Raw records
------------------------------------------------

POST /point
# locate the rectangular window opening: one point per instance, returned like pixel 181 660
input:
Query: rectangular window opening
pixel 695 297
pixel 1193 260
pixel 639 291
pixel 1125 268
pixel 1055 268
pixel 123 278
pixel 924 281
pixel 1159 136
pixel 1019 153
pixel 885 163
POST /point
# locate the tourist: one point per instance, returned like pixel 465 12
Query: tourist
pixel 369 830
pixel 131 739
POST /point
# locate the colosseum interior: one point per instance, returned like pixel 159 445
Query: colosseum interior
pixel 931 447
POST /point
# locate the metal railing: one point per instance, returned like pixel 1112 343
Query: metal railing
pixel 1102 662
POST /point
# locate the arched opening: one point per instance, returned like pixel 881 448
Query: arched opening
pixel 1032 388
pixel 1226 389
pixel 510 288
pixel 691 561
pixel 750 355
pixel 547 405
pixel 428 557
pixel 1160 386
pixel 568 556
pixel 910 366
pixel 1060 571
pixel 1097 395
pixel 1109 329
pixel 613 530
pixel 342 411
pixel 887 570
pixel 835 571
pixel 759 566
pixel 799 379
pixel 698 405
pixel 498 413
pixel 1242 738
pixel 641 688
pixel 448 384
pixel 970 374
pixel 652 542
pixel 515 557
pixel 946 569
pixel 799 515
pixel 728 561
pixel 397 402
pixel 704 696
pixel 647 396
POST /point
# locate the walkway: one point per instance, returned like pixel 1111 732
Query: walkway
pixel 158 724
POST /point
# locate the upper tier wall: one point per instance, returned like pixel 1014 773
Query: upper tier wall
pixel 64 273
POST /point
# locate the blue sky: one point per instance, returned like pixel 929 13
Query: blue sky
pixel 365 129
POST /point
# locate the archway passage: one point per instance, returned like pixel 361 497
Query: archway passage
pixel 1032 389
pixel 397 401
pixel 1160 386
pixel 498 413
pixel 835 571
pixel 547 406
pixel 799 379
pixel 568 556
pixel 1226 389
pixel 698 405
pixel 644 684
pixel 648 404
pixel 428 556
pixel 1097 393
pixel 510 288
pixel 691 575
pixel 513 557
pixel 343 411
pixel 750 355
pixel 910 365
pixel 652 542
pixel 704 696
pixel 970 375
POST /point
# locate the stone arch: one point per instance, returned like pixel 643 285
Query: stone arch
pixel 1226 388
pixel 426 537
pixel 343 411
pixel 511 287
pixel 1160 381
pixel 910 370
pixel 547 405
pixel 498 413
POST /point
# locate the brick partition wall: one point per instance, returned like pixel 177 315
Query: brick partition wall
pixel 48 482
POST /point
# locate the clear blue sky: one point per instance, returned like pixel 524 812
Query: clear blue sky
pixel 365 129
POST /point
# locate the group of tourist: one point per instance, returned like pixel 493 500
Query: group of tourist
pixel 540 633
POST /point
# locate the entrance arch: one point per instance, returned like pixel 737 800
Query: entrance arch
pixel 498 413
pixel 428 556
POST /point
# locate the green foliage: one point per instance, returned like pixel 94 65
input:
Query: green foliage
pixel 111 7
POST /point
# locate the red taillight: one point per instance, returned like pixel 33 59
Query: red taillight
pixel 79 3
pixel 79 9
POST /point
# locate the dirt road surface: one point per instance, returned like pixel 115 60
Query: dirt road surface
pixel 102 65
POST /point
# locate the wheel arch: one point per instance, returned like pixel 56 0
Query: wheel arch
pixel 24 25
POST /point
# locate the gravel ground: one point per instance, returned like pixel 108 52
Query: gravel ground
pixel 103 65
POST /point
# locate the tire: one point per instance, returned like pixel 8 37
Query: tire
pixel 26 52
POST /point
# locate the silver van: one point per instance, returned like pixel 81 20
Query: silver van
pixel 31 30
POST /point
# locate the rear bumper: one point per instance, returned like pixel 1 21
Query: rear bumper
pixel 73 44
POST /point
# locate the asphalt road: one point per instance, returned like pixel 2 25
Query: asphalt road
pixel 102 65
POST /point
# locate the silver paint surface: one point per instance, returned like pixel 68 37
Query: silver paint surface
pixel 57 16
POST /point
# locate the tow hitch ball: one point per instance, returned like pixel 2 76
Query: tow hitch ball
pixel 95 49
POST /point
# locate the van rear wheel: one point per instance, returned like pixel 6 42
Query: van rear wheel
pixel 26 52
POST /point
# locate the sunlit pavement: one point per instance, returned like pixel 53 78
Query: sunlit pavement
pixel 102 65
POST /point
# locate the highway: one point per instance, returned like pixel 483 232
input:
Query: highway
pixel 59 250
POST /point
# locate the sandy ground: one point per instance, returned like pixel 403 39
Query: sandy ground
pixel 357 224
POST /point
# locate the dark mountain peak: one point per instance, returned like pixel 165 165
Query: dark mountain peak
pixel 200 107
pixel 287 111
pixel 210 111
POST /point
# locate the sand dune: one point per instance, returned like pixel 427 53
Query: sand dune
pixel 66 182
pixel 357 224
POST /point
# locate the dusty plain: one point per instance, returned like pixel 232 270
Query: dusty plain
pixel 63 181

------------------------------------------------

▸ Set exercise
Copy the listing above in full, swapping every "one point per instance" for "a single point for each instance" and keeping everything else the same.

▸ Answer to the problem
POST /point
# locate the rectangular window opening: a single point for each instance, returned like pixel 181 660
input:
Query: rectangular window opening
pixel 695 297
pixel 1193 260
pixel 639 291
pixel 1125 268
pixel 1055 268
pixel 123 278
pixel 924 281
pixel 1159 136
pixel 1019 153
pixel 885 163
POST /point
# locate the tourist: a single point for each instance, returned like pixel 465 12
Query: tourist
pixel 369 830
pixel 131 739
POST /point
# locate the colosseum interior: a single point for each instance, returned like pixel 159 445
Query: colosseum interior
pixel 931 447
POST /point
# locate the metal railing: a single point for each instance, returned like pixel 1112 343
Query: metal railing
pixel 1102 662
POST /point
# locate the arched opening: a single point for each instance, returned like pixel 881 448
Query: arched opening
pixel 1032 388
pixel 1226 389
pixel 510 288
pixel 691 561
pixel 750 355
pixel 547 405
pixel 428 557
pixel 1160 386
pixel 568 556
pixel 910 366
pixel 1060 571
pixel 1097 395
pixel 1109 329
pixel 613 530
pixel 342 411
pixel 887 570
pixel 835 571
pixel 759 566
pixel 799 379
pixel 698 405
pixel 498 413
pixel 1242 738
pixel 641 688
pixel 448 384
pixel 970 374
pixel 652 542
pixel 515 557
pixel 946 569
pixel 799 515
pixel 728 561
pixel 397 402
pixel 704 696
pixel 647 396
POST /point
# locate the walkway: a single point for each instance, returned like pixel 1111 732
Query: walkway
pixel 158 724
POST /point
# locate the upper tier wall: a single point for each instance, returned like pixel 1014 773
Query: upper tier wall
pixel 64 273
POST /point
# locate the blue sky: a single point for each instance, returned like pixel 929 13
Query: blue sky
pixel 365 129
POST /point
# locate the archway passage: a single point for each instance, returned like pixel 361 497
Query: archway passage
pixel 1032 389
pixel 397 401
pixel 1160 386
pixel 498 413
pixel 835 571
pixel 547 406
pixel 799 379
pixel 568 556
pixel 1226 389
pixel 698 405
pixel 644 684
pixel 648 404
pixel 428 556
pixel 1097 393
pixel 510 288
pixel 691 575
pixel 513 557
pixel 343 411
pixel 750 355
pixel 910 365
pixel 652 542
pixel 704 696
pixel 970 375
POST /point
# locate the stone arch: a single point for each instance, returned like pixel 643 285
Query: stone arch
pixel 1226 388
pixel 426 537
pixel 343 411
pixel 511 287
pixel 1160 381
pixel 910 370
pixel 547 405
pixel 498 413
POST /point
# locate the brick partition wall: a single point for each instance, returned like pixel 177 315
Query: brick partition wall
pixel 48 482
POST /point
# locate the clear blue sky: a single point for each instance, returned like pixel 524 812
Query: clear blue sky
pixel 365 129
POST /point
# locate the group of tourist: a single point for each instance, returned like pixel 493 500
Query: group of tourist
pixel 540 633
POST /point
# locate the entrance arch: a single point for each instance, returned like pixel 737 800
Query: entrance arch
pixel 498 413
pixel 428 556
POST /point
# locate the green foliage: a single point for each instance, returned like pixel 94 65
input:
Query: green foliage
pixel 111 7
POST /point
# locate the red taillight: a single point for each instance, returned like pixel 33 59
Query: red taillight
pixel 79 3
pixel 79 9
POST /point
# locate the dirt road surface: a single point for each instance, returned like pixel 115 60
Query: dirt road surface
pixel 102 65
POST /point
# locate the wheel arch: a single point for each instance, returned like pixel 56 0
Query: wheel arch
pixel 24 25
POST /point
# locate the gravel ground: a single point for each instance, returned like pixel 108 52
Query: gravel ground
pixel 103 65
POST /point
# locate the tire: a single point for each instance, returned like pixel 8 37
Query: tire
pixel 26 52
POST /point
# locate the silver van: a single point for each instance, returned like pixel 81 20
Query: silver van
pixel 31 30
POST /point
# locate the rear bumper: a single point for each instance, returned like pixel 1 21
Query: rear bumper
pixel 73 44
POST /point
# locate the asphalt road: a single point for each instance, returned like pixel 2 25
Query: asphalt road
pixel 102 65
POST /point
# locate the silver paint surface: a single point for each instance, returned like pixel 68 37
Query: silver paint surface
pixel 57 16
POST /point
# locate the tow hitch ball: a single point for each instance, returned like pixel 2 76
Query: tow hitch ball
pixel 95 49
POST /point
# locate the van rear wheel: a single point for each instance, returned like pixel 6 42
Query: van rear wheel
pixel 26 52
POST /point
# locate the sunlit pavement: a single point for each instance, returned like pixel 53 78
Query: sunlit pavement
pixel 102 65
POST /point
# locate the highway: a single point for each instance, returned like pixel 483 232
input:
Query: highway
pixel 59 250
POST /point
# locate the sandy ground: a single point for each instance, returned like pixel 403 39
Query: sandy ground
pixel 357 224
POST /point
# locate the dark mountain peak: a single point for each instance, returned like pixel 165 165
Query: dark mountain peak
pixel 200 107
pixel 287 111
pixel 210 111
POST /point
# locate the sand dune: a single point for each instance, returned like pixel 427 53
Query: sand dune
pixel 66 182
pixel 357 224
POST /point
# locate the dusty plain: a single point for each instance, returned like pixel 232 270
Query: dusty plain
pixel 63 181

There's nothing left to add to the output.